Stored data entries:
Content starts

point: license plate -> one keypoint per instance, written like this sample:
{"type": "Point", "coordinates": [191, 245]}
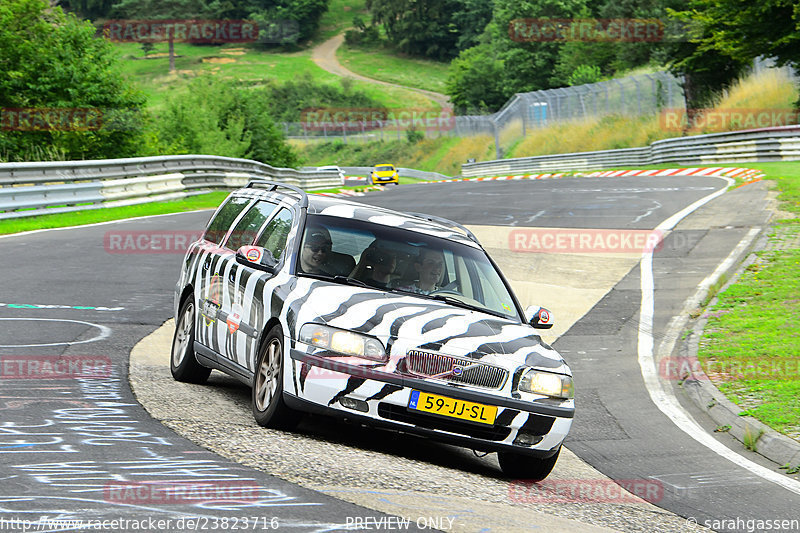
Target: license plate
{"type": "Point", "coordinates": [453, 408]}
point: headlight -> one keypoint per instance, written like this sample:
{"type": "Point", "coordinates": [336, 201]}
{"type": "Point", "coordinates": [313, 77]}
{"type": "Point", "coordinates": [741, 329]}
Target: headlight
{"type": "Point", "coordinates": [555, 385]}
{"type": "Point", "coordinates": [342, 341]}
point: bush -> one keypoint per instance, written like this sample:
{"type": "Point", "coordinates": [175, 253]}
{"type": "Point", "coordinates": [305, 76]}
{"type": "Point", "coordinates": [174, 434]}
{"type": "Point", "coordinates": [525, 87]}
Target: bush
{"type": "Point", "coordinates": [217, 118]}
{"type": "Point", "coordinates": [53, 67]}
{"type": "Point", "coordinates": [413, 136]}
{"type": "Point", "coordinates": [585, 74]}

Content ends

Going through the records, work out how many lines contain the word "instance". Please answer with the number only.

Output for this task: 3